Format the items from the beginning of the items through the line containing "244), (152, 241)]", inclusive, as a two-column CSV with the header instruction,points. Each item gets one row, with its text and its answer in separate quoted fields, line breaks replaced by spaces, and the pictures omitted.

#### Data lines:
───
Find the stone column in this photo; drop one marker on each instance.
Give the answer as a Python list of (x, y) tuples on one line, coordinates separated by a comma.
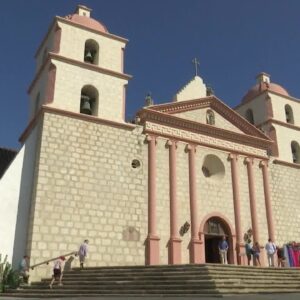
[(174, 244), (252, 197), (269, 213), (237, 206), (195, 244), (152, 241)]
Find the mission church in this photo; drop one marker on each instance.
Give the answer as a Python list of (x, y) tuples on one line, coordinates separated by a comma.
[(161, 190)]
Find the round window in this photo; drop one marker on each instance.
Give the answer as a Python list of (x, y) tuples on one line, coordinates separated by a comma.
[(213, 167)]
───
#### Correct result:
instruction,points
"Find the stone column in this photo; drop one marker on each instance. Give the answer as a Python list of (x, y) tuples on one line, coordinates separated by a comma.","[(174, 244), (252, 197), (269, 213), (237, 206), (195, 244), (152, 241)]"